**WORK REQUEST:** Exact copies of all the lines below are required.

**Natural-language object grounding data:**
=== Section Start ===

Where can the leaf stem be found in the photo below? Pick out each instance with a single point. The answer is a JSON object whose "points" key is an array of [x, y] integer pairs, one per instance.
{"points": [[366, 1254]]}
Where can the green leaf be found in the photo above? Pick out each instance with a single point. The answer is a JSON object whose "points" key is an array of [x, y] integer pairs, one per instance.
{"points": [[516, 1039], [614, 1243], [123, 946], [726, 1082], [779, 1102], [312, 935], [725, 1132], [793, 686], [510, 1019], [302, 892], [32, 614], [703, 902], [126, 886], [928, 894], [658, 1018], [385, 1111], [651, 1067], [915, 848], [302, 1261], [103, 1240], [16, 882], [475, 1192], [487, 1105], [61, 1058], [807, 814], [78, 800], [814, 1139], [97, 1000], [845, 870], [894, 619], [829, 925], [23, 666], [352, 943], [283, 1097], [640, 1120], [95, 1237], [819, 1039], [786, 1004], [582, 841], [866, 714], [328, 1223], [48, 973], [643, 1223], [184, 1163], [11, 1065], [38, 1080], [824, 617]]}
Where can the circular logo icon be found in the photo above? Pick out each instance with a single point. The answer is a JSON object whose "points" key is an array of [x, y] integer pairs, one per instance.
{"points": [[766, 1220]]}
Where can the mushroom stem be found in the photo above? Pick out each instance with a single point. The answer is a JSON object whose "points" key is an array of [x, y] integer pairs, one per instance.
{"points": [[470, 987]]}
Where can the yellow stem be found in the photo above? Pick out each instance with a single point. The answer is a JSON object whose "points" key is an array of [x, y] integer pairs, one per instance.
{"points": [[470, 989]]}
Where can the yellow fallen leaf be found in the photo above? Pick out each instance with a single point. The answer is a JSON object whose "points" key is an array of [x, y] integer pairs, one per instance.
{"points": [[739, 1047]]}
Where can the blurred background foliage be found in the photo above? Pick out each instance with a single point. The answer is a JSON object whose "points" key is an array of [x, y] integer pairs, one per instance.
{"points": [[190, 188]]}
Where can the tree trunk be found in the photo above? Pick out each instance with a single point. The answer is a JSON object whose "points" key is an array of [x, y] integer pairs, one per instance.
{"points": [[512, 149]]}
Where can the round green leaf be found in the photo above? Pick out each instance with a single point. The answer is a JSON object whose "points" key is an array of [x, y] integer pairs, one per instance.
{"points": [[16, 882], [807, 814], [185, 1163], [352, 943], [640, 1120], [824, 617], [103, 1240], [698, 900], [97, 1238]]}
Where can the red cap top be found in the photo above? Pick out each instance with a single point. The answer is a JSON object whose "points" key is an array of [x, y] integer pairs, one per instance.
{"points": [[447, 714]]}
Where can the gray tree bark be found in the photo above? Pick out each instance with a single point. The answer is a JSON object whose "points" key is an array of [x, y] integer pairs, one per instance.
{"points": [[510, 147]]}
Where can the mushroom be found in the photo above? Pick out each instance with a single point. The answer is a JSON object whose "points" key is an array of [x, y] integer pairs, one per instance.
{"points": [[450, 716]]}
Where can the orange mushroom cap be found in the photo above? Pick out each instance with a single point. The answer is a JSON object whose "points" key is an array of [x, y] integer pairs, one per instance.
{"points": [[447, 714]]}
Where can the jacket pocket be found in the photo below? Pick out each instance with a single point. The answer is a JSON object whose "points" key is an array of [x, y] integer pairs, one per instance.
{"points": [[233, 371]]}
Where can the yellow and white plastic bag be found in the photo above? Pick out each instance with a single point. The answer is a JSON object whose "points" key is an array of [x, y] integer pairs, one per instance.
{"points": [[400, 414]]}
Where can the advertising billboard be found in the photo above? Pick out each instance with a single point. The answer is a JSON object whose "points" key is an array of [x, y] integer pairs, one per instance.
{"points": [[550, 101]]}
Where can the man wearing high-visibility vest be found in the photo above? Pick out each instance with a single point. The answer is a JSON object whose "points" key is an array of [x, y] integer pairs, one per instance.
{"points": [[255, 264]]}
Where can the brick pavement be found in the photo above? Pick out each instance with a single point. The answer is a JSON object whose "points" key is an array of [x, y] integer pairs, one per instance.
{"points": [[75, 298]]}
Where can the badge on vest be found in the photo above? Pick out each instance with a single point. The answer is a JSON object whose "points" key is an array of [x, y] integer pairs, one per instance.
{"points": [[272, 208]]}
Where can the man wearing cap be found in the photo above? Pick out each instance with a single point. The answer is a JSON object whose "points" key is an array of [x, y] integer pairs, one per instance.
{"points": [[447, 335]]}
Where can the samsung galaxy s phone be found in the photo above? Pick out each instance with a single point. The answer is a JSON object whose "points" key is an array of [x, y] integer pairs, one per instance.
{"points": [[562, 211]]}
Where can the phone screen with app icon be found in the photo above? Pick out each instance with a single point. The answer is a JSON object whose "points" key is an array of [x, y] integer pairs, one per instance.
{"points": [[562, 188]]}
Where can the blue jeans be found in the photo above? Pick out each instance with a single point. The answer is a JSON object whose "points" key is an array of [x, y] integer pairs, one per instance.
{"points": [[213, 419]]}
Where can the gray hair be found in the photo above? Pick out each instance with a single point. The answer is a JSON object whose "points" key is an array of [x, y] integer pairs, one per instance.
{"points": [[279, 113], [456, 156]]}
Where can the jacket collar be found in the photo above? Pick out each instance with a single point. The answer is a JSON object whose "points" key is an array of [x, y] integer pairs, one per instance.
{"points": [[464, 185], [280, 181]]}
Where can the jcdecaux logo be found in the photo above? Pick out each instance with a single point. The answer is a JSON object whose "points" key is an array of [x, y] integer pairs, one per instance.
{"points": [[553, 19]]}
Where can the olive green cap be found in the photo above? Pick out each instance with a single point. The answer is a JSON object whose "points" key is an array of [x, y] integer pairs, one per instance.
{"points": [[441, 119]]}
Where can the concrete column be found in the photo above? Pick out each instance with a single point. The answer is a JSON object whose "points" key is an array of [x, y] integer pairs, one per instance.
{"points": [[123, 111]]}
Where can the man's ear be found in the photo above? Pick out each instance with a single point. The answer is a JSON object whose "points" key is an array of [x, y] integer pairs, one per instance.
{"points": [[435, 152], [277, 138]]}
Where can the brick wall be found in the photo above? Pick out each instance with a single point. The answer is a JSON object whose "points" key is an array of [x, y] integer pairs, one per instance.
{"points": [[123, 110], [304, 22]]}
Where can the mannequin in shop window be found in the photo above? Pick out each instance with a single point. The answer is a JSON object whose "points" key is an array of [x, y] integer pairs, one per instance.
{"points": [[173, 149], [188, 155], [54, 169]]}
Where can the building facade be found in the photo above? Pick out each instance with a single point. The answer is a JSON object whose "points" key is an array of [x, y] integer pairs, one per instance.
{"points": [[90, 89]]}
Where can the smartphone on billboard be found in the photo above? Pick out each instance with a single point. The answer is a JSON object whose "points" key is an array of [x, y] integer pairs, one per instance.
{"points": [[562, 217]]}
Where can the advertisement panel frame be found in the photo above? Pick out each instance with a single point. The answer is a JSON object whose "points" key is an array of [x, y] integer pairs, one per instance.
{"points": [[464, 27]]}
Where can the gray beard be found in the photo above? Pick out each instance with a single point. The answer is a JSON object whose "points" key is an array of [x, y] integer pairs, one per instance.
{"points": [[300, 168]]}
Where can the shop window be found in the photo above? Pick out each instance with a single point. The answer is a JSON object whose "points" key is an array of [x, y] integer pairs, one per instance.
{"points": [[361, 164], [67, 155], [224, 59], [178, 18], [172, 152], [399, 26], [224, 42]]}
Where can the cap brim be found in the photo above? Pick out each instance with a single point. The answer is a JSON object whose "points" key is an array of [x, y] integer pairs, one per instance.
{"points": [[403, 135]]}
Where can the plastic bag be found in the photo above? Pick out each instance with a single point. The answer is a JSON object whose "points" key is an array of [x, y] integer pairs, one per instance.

=== Section End ===

**TASK RESULT:**
Where can the leaf stem be found in the photo below? Pick out each instance with a single point. The answer is a JSON object whose "points" key is an array of [x, y] integer pairs, one per instance.
{"points": [[366, 1254]]}
Where can the green leaf be found in the photo above? Pick out each instance with a single point. The answer is a JSON object whose "points" key is an array of [x, y] integer pairs, one per instance.
{"points": [[516, 1039], [614, 1243], [123, 946], [726, 1082], [779, 1102], [312, 935], [725, 1132], [793, 686], [510, 1019], [302, 892], [32, 614], [703, 902], [126, 886], [928, 894], [658, 1018], [385, 1111], [651, 1067], [915, 848], [302, 1261], [103, 1240], [16, 882], [475, 1192], [487, 1105], [61, 1058], [807, 814], [78, 800], [814, 1139], [97, 1000], [845, 870], [894, 619], [829, 925], [23, 666], [352, 943], [283, 1097], [640, 1120], [95, 1237], [819, 1039], [786, 1004], [582, 841], [866, 714], [328, 1223], [48, 973], [643, 1223], [184, 1163], [11, 1065], [38, 1080], [824, 617]]}
Where can the circular logo icon be found in the photo above? Pick out each instance with a single point. The answer is a JSON object whose "points" key is an array of [x, y] integer pairs, one per instance.
{"points": [[766, 1220]]}
Where can the mushroom stem be found in the photo above? Pick out each instance with a single point. The answer is a JSON object whose "points" key is an array of [x, y] integer pairs, one per instance.
{"points": [[470, 987]]}
Where can the yellow stem be found in the photo above? Pick out each instance with a single point. The answer is a JSON object whose "points" key is an array of [x, y] integer pairs, one per instance.
{"points": [[470, 989]]}
Where can the yellow fallen leaf be found in the photo above? Pick out each instance with a single point. The answer is a JSON object whose "points" key is an array of [x, y] integer pairs, one per instance.
{"points": [[739, 1047]]}
Where can the blurred background foliage be found in the photo above? Pick out each instance with a single point. The answer is a JSON object whose "points" key is an array of [x, y] integer pairs, one per instance.
{"points": [[190, 188]]}
Where can the tree trunk be found in the photo above? Pick out each instance with a single point. The answer is a JSON object whose "points" key is an array of [x, y] integer pairs, one per instance.
{"points": [[512, 149]]}
Where can the round green leaf be found in the photo above? Pick out each instance with a single point. The answer is a JSON object whose "points" key is an array of [x, y] integer pairs, one per instance.
{"points": [[16, 882], [807, 814], [185, 1163], [352, 943], [640, 1120], [824, 617], [103, 1240], [698, 900], [97, 1238]]}
Where can the red cap top be found in the photo above? Pick out each instance with a single point. The answer is a JSON object whose "points" key is an array of [x, y] integer pairs, one per instance.
{"points": [[447, 714]]}
Where can the gray tree bark be found in the photo above? Pick out each instance with a single point. The answer is a JSON object whose "points" key is an array of [x, y] integer pairs, one per instance.
{"points": [[510, 147]]}
Where can the mushroom be found in the photo above? Pick out each instance with a single point. The answer is a JSON object whose "points" key is an array of [x, y] integer pairs, one per instance.
{"points": [[450, 716]]}
Where can the orange mushroom cap be found in the photo above? Pick out each instance with a single point. The answer is a JSON object whose "points" key is an array of [x, y] integer pairs, one per instance.
{"points": [[447, 714]]}
Where can the jacket pocket be found in the photo below? Pick out each instance with a single point. The answer is a JSON object whose "points" key is an array of [x, y] integer pairs, one per instance.
{"points": [[233, 371]]}
Where can the yellow and white plastic bag be found in the photo above? Pick out each instance with a single point. The answer is a JSON object whose "points" key is an array of [x, y] integer pairs, one per instance.
{"points": [[400, 414]]}
Where can the advertising billboard be found in the photo above? Pick out each instance with a single point. The answer is a JSON object whose "points" key is an array of [x, y] integer pairs, one per instance.
{"points": [[550, 101]]}
Where can the man wearing high-visibility vest be found in the photo above? Pick out each instance with a single point. The answer is a JSON object whose "points" key is an array of [x, y] integer pairs, one per instance.
{"points": [[255, 264]]}
Where can the brick pavement be found in the photo above? Pick out each instance with a single point. The answer is a JSON object whose "points" key is an array of [x, y] integer pairs, one per instance.
{"points": [[75, 298]]}
Where can the badge on vest be found in the photo above? Pick out each instance with a single point. The answer is a JSON object whose "points" key is an array of [x, y] integer pairs, one per instance.
{"points": [[272, 208]]}
Where can the man wearing cap be found in the photo above? Pick out each instance with a single point. The answer is a JSON object whose "points" key is an array of [x, y] integer pairs, one per instance.
{"points": [[447, 335]]}
Where can the samsung galaxy s phone be found in the photo above? Pick out each instance with a single point. The answer is a JSON object whose "points" key is an array of [x, y] integer pairs, one per instance.
{"points": [[562, 211]]}
Where can the phone screen with app icon be found in the photo above? Pick out each instance with a single point. The answer is a JSON object whose "points" key is an array of [x, y] integer pairs, one per instance.
{"points": [[562, 188]]}
Where can the blue jeans be found in the photo above? Pick out each instance with a single point. The answer is a JSON object whose "points" key is an array of [x, y] integer pairs, one per instance.
{"points": [[213, 419]]}
Where can the gray hair be found in the photo above? Pick out each instance with a single point. The answer is a JSON object whose "points" key is an array of [x, y] integer pairs, one per instance.
{"points": [[279, 113], [456, 156]]}
Where can the jacket collar be found in the photo above? Pick out each instance with a single point. The answer is a JSON object whose "points" key is an array of [x, y] integer pairs, one per instance.
{"points": [[464, 185], [280, 181]]}
Where can the jcdecaux logo be found in the photo above? Pick out each instance with a single point. The answer is a JSON object whose "points" key is an array of [x, y] integer pairs, one per instance.
{"points": [[553, 19]]}
Where can the olive green cap be found in the photo above? Pick out each instance with a single point. The answer is a JSON object whose "points" key is an array of [x, y] integer pairs, one per instance.
{"points": [[441, 119]]}
Where can the concrete column be found in the photo above? Pick out each instance with a single point. The answer is a JSON object whose "points" key is an array of [x, y] integer pairs, one per instance.
{"points": [[123, 111]]}
Where can the man's ear be found in the photo above? Pick out each instance with a single point. The answer is a JSON object whose "points" key is an array of [x, y] integer pairs, one per instance.
{"points": [[435, 152], [277, 138]]}
Where can the brick wall be found in the photo above? Pick out each instance with a single point. The answer is a JSON object whose "points" key is an array of [x, y] integer pairs, one per instance.
{"points": [[123, 110], [304, 22]]}
Where can the mannequin in shop window be found in the photo above? Pick out each instance with a single point. The answer is a JSON object whose "points" key is an array of [x, y] integer pairs, one per instance.
{"points": [[173, 149], [188, 155], [54, 169]]}
Where can the building facade be found in the photo above? Pick out each instance with a single point. The answer is a JSON object whose "points" key is an array of [x, y] integer pairs, one per instance.
{"points": [[90, 89]]}
Where can the smartphone on billboard be found in the photo above? Pick out each instance with a single point. The answer is a JSON object whose "points" key is an array of [x, y] integer pairs, one per instance.
{"points": [[562, 217]]}
Where can the advertisement panel frame be found in the photo above? Pick out each instance with a single point. The answer is a JSON object whose "points" key is an array of [x, y] integer pairs, one per instance.
{"points": [[464, 27]]}
Where can the gray beard be found in the photo above? Pick out each instance with a single point. The answer is a JSON object whose "points" key is an array of [x, y] integer pairs, one per instance.
{"points": [[300, 168]]}
Where can the shop window be found in the photo above? Pick out each instance with a single point. The answer is a JSON object whose "points" key is an array of [x, y] integer pairs, one per instance.
{"points": [[361, 164], [67, 155], [224, 59], [178, 18], [172, 152], [399, 26], [224, 42]]}
Where can the cap brim be found in the photo above? Pick out each instance with a single point. The answer is a JSON object whose "points" key is an array of [x, y] integer pairs, one per instance.
{"points": [[403, 135]]}
Where can the plastic bag be found in the photo above? Pick out each instance with a single point. The answer is a JSON object whose "points" key is an array of [x, y] integer pairs, one per instance.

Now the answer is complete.